> _Stated problem_
Extract the following lines verbatim, from the line with "mark the region of the lamp" to the line with "POLYGON ((256 128, 157", including both of those lines.

[Labeled region records]

========

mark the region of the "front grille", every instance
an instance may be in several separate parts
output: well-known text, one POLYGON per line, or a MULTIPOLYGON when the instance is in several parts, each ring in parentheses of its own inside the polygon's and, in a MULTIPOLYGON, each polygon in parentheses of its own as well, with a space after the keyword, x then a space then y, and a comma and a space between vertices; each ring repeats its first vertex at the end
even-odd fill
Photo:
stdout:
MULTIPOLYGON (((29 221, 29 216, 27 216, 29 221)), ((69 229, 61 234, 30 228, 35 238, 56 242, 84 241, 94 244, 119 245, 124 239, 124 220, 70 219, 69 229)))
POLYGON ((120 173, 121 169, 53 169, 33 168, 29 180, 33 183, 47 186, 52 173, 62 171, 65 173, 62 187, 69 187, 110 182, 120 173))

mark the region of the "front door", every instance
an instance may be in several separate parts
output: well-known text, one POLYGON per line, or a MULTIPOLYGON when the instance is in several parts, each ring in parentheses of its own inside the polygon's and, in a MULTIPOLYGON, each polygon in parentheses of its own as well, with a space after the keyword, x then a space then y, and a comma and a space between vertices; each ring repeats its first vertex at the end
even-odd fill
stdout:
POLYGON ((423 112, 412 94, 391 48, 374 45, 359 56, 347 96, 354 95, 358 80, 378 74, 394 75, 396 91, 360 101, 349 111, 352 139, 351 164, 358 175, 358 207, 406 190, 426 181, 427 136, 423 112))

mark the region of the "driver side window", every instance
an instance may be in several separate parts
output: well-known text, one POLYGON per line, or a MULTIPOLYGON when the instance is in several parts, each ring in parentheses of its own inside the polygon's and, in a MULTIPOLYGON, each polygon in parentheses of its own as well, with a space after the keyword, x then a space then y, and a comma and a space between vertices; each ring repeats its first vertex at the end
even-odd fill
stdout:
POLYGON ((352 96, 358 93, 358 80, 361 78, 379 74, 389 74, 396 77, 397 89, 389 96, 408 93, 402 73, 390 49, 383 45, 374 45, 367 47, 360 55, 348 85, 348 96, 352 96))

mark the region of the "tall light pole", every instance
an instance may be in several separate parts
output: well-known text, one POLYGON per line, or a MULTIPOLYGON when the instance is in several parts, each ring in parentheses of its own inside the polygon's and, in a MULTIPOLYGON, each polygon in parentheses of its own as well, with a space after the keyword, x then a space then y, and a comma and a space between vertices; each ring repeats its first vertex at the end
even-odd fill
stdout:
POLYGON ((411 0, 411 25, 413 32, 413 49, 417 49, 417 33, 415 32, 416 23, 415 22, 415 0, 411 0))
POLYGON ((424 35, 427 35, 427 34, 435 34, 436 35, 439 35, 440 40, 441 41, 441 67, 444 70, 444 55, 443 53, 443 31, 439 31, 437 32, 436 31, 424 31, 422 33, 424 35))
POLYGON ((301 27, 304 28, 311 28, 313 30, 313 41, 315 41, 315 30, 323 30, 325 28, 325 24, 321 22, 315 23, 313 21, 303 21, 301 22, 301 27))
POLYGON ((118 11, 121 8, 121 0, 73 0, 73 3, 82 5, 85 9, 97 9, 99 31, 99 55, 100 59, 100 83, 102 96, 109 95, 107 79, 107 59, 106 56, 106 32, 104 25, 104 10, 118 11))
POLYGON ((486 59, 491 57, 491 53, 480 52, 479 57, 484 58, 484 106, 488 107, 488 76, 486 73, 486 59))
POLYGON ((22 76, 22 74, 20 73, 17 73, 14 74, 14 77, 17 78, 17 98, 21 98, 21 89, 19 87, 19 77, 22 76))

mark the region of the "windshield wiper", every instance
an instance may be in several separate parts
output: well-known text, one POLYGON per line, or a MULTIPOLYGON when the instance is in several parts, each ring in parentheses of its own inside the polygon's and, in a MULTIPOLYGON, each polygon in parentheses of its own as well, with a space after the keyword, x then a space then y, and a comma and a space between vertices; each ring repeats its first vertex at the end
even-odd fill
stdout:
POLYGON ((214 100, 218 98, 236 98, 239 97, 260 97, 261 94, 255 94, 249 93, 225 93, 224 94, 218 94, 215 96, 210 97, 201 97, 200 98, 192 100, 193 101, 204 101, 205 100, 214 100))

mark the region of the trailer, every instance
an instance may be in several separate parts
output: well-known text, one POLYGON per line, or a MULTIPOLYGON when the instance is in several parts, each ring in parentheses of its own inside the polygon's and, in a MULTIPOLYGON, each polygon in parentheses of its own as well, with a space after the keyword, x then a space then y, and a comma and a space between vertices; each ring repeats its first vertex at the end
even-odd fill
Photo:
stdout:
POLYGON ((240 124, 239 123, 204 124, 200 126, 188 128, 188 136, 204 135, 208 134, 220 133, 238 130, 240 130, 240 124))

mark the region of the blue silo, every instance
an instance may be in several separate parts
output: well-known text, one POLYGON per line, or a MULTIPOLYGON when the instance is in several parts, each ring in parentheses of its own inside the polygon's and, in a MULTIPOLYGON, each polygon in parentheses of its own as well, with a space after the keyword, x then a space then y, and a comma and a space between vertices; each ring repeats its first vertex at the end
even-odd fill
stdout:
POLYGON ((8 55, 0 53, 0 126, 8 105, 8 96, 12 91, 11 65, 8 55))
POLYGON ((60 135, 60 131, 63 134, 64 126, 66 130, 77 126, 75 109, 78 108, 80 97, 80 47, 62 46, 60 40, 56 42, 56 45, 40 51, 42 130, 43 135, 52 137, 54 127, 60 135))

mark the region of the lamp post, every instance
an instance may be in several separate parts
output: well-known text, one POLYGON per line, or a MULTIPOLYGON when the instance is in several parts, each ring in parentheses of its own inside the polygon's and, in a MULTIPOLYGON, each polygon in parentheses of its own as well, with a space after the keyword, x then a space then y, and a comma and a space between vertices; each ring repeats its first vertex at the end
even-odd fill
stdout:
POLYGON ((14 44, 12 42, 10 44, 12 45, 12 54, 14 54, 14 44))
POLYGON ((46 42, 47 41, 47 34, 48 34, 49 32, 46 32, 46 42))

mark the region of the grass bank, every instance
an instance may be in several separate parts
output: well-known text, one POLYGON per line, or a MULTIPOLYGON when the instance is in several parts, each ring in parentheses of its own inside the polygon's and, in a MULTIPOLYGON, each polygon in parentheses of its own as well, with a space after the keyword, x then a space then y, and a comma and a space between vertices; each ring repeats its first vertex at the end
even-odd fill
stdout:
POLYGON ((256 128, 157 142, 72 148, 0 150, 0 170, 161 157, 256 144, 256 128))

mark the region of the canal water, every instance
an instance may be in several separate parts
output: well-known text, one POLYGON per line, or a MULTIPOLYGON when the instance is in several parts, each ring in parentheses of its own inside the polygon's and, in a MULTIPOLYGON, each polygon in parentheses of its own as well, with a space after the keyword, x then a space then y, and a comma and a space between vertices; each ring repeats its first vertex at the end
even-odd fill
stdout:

========

> _Solution for this problem_
mark the region of the lamp post, every instance
an instance may be in several separate parts
output: well-known text, one POLYGON per line, or a MULTIPOLYGON when the instance is in several parts, each ring in parentheses of its own inside the polygon's and, in a MULTIPOLYGON, each polygon in parentheses of its own as well, with a space after the keyword, x then a space then y, and a comma and a space between vertices; each ring repeats its first vertex at the end
even-odd fill
stdout:
POLYGON ((14 44, 12 42, 10 44, 12 45, 12 54, 14 54, 14 44))
POLYGON ((46 42, 47 41, 47 34, 48 34, 49 32, 46 32, 46 42))

mark the region of the grass bank, every instance
an instance may be in several separate parts
output: well-known text, one POLYGON per line, or a MULTIPOLYGON when the instance is in several parts, each ring in parentheses of its own inside the polygon's and, in a MULTIPOLYGON, each polygon in parentheses of its own as well, with a space after the keyword, x then a space then y, and a comma and a space between vertices; each ring repeats its first vertex at the end
even-odd fill
stdout:
POLYGON ((256 128, 157 142, 72 148, 0 150, 0 170, 161 157, 256 144, 256 128))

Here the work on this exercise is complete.